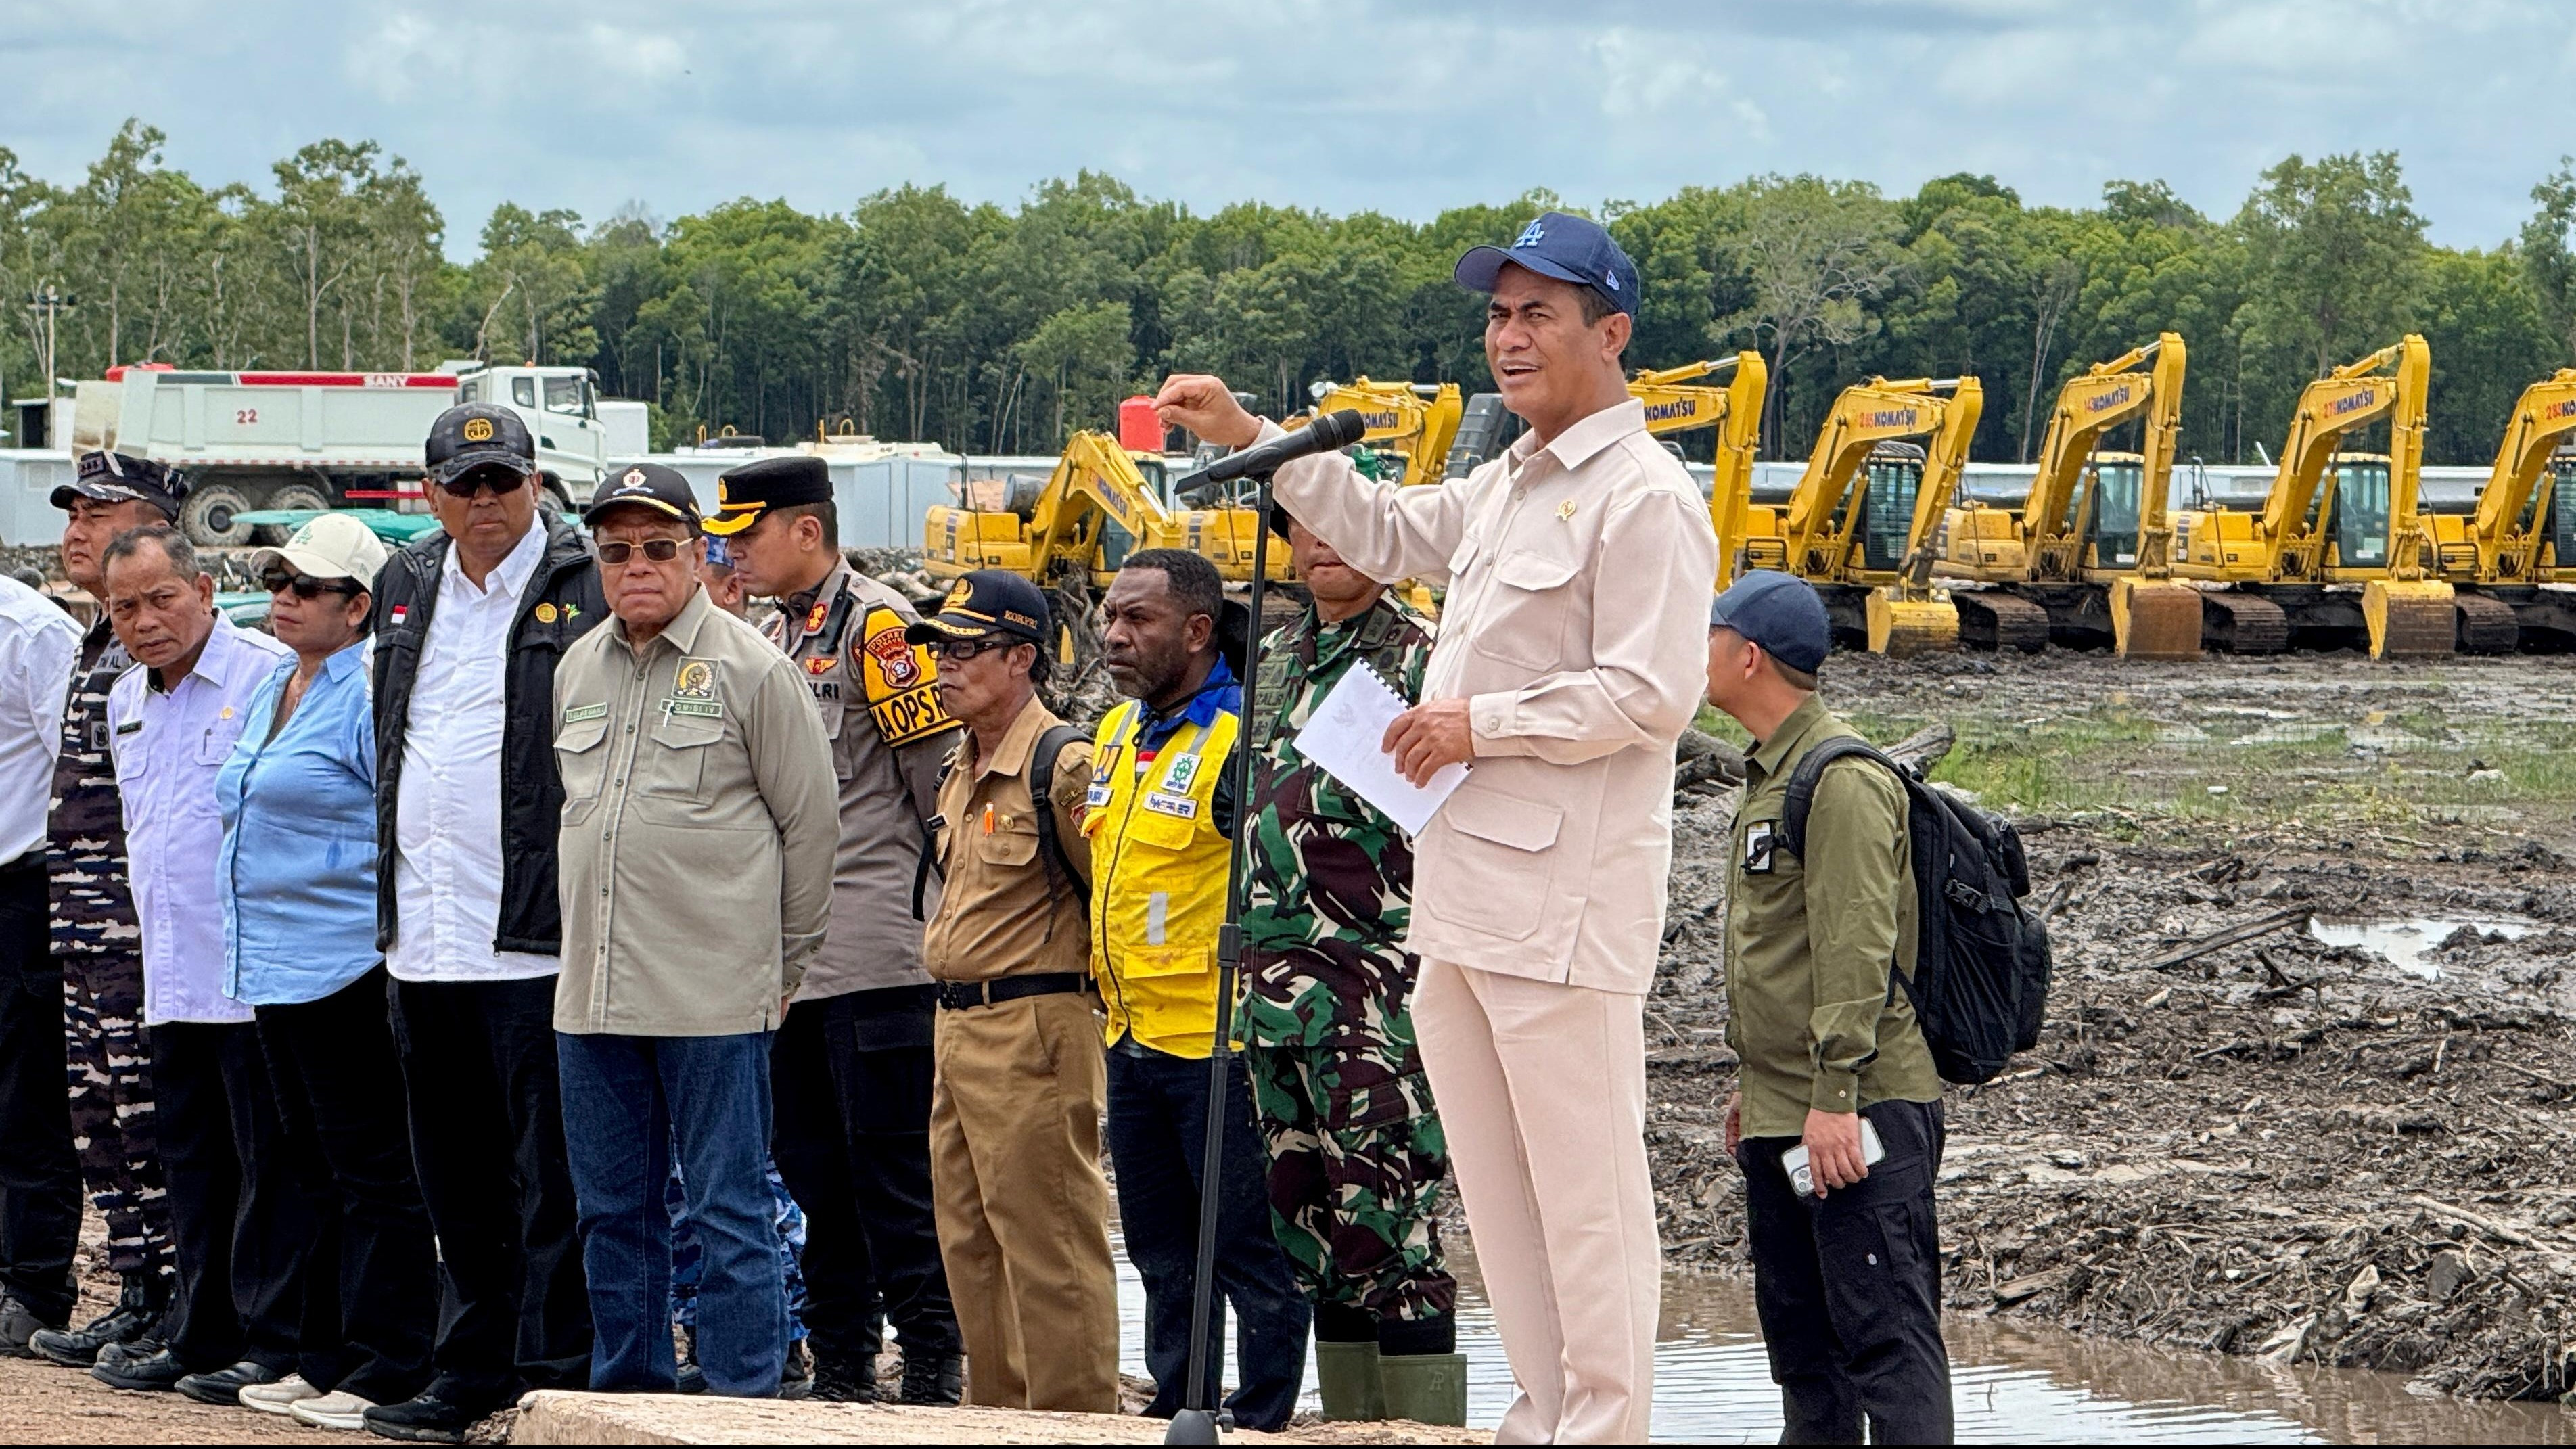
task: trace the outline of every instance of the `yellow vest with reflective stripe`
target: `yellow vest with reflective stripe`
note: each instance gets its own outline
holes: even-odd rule
[[[1216,1029],[1216,940],[1225,924],[1230,847],[1216,828],[1216,783],[1237,721],[1184,724],[1136,771],[1144,710],[1109,712],[1092,741],[1091,971],[1109,1009],[1104,1040],[1126,1033],[1156,1051],[1204,1058]]]

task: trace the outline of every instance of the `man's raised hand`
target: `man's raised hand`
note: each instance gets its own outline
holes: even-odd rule
[[[1261,420],[1243,410],[1225,379],[1181,372],[1163,379],[1154,394],[1154,416],[1165,427],[1187,428],[1211,443],[1240,448],[1261,436]]]

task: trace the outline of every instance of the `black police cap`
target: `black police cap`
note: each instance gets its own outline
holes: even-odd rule
[[[424,452],[429,481],[453,483],[488,465],[528,472],[537,463],[537,440],[517,413],[498,403],[462,403],[429,425]]]
[[[642,508],[665,518],[676,518],[698,528],[698,497],[689,491],[689,480],[677,468],[659,463],[637,463],[612,470],[600,480],[599,489],[590,495],[590,506],[581,511],[581,521],[596,527],[602,514],[619,508]]]
[[[149,503],[161,510],[162,517],[176,519],[179,500],[187,496],[188,480],[177,469],[149,458],[97,448],[80,455],[72,469],[72,481],[54,490],[53,502],[66,513],[76,498],[95,498],[101,503]]]
[[[940,602],[939,612],[903,631],[907,644],[937,644],[945,639],[986,639],[1008,634],[1041,649],[1047,642],[1047,601],[1038,586],[1018,574],[977,569],[962,574]]]
[[[832,501],[832,470],[811,453],[762,458],[716,475],[716,516],[706,531],[727,537],[751,527],[772,508]]]

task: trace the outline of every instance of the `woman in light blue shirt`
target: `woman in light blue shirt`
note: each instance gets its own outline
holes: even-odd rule
[[[298,1180],[324,1225],[304,1278],[297,1372],[245,1386],[241,1402],[350,1428],[428,1386],[438,1311],[376,949],[366,628],[384,560],[346,514],[252,559],[269,628],[295,658],[252,697],[215,785],[224,989],[258,1019]]]

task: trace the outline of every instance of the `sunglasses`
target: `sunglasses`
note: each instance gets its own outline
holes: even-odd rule
[[[477,468],[462,478],[450,478],[438,487],[450,498],[471,498],[477,493],[507,498],[527,484],[528,475],[525,473],[513,473],[507,468]]]
[[[963,664],[978,654],[990,654],[996,649],[1008,649],[1014,644],[1027,642],[1025,639],[1013,639],[1008,635],[988,634],[981,639],[953,640],[934,644],[930,646],[930,653],[942,664]]]
[[[339,594],[346,598],[355,598],[366,591],[366,586],[355,579],[317,579],[311,574],[299,574],[293,569],[284,567],[272,568],[262,573],[259,576],[259,586],[272,594],[282,594],[288,589],[293,589],[295,597],[299,599],[318,599],[324,594]]]
[[[648,538],[642,543],[603,543],[599,546],[599,561],[604,564],[622,564],[634,558],[635,550],[640,548],[644,550],[644,556],[653,562],[669,563],[678,558],[680,550],[686,547],[688,547],[687,544],[676,538]]]

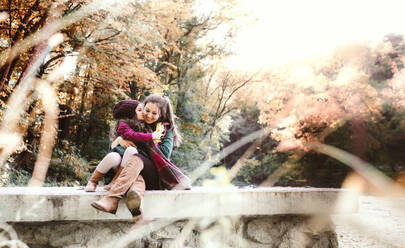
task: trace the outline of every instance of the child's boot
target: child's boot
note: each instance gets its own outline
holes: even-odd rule
[[[114,175],[113,179],[111,180],[111,182],[110,182],[109,184],[107,184],[106,186],[104,186],[104,189],[105,189],[105,190],[108,191],[108,190],[111,189],[112,184],[115,182],[115,180],[117,179],[117,177],[120,175],[120,173],[121,173],[121,171],[122,171],[123,168],[124,168],[123,166],[120,166],[120,167],[118,168],[118,170],[117,170],[117,172],[115,173],[115,175]]]
[[[98,181],[103,179],[104,174],[99,172],[98,170],[95,170],[93,174],[91,175],[91,178],[89,182],[87,183],[86,187],[84,188],[84,191],[86,192],[94,192],[96,191]]]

● WHAT THE EXERCISE ASKS
Only the text of the listing above should be copied, exactly and with pictures left out.

● TASK OUTPUT
task: trace the outline of every instance of the `yellow vest with reflective stripe`
target: `yellow vest with reflective stripe`
note: each instance gets its own outline
holes: even-odd rule
[[[1216,1029],[1216,940],[1225,924],[1230,847],[1216,828],[1216,783],[1237,721],[1184,724],[1136,771],[1144,710],[1109,712],[1092,741],[1091,971],[1109,1009],[1104,1040],[1126,1033],[1156,1051],[1204,1058]]]

task: trace the outline of every instance of the `man's raised hand`
target: `man's raised hand`
note: each instance gets its own outline
holes: even-odd rule
[[[1261,420],[1243,410],[1225,379],[1181,372],[1163,379],[1154,394],[1154,416],[1165,427],[1187,428],[1211,443],[1240,448],[1261,436]]]

task: trace the outline of every instance of the `black police cap`
target: `black police cap`
note: each instance gets its own outline
holes: even-odd rule
[[[424,452],[429,481],[453,483],[488,465],[528,472],[537,463],[537,440],[517,413],[498,403],[462,403],[429,425]]]
[[[642,508],[665,518],[676,518],[698,528],[698,497],[689,491],[689,480],[677,468],[659,463],[637,463],[612,470],[600,480],[599,489],[590,495],[590,506],[581,511],[581,521],[596,527],[602,514],[619,508]]]
[[[149,503],[161,510],[162,517],[176,519],[179,500],[187,496],[188,480],[177,469],[149,458],[97,448],[80,455],[72,469],[72,481],[54,490],[53,502],[66,513],[76,498],[95,498],[101,503]]]
[[[940,602],[939,612],[903,631],[907,644],[937,644],[945,639],[986,639],[1008,634],[1041,649],[1047,642],[1047,601],[1038,586],[1018,574],[977,569],[962,574]]]
[[[832,501],[832,470],[811,453],[762,458],[716,475],[716,516],[706,531],[727,537],[751,527],[772,508]]]

task: trace the outline of every instance of the `woman in light blue shirt`
target: `woman in light blue shirt`
note: each instance gets its own outline
holes: even-odd rule
[[[298,1180],[324,1225],[304,1278],[297,1372],[245,1386],[241,1402],[350,1428],[428,1386],[438,1311],[376,949],[366,628],[384,560],[346,514],[252,559],[269,628],[295,658],[252,697],[215,785],[224,989],[258,1019]]]

task: trace the outline of every instance of the `sunglasses`
target: `sunglasses`
note: each instance gets its own outline
holes: even-odd rule
[[[477,468],[462,478],[450,478],[438,487],[450,498],[471,498],[477,493],[507,498],[527,484],[528,475],[525,473],[513,473],[507,468]]]
[[[963,664],[978,654],[990,654],[996,649],[1008,649],[1014,644],[1027,642],[1025,639],[1013,639],[1008,635],[988,634],[981,639],[953,640],[934,644],[930,646],[930,653],[942,664]]]
[[[339,594],[346,598],[355,598],[366,591],[366,586],[355,579],[317,579],[311,574],[299,574],[293,569],[284,567],[272,568],[262,573],[259,576],[259,586],[272,594],[282,594],[288,589],[293,589],[295,597],[299,599],[318,599],[324,594]]]
[[[648,538],[642,543],[603,543],[599,546],[599,561],[604,564],[622,564],[634,558],[635,550],[640,548],[644,550],[644,556],[653,562],[669,563],[678,558],[680,550],[686,547],[688,547],[687,544],[676,538]]]

task: trace the outline of every instance of the child's boot
target: child's boot
note: each instance gets its own outline
holes: even-odd rule
[[[114,175],[113,179],[111,180],[111,182],[110,182],[109,184],[107,184],[106,186],[104,186],[104,189],[105,189],[105,190],[108,191],[108,190],[111,189],[112,184],[115,182],[115,180],[117,179],[117,177],[120,175],[120,173],[121,173],[121,171],[122,171],[123,168],[124,168],[123,166],[120,166],[120,167],[118,168],[118,170],[117,170],[117,172],[115,173],[115,175]]]
[[[98,181],[103,179],[104,174],[99,172],[98,170],[95,170],[93,174],[91,175],[91,178],[89,182],[87,183],[86,187],[84,188],[84,191],[86,192],[94,192],[96,191]]]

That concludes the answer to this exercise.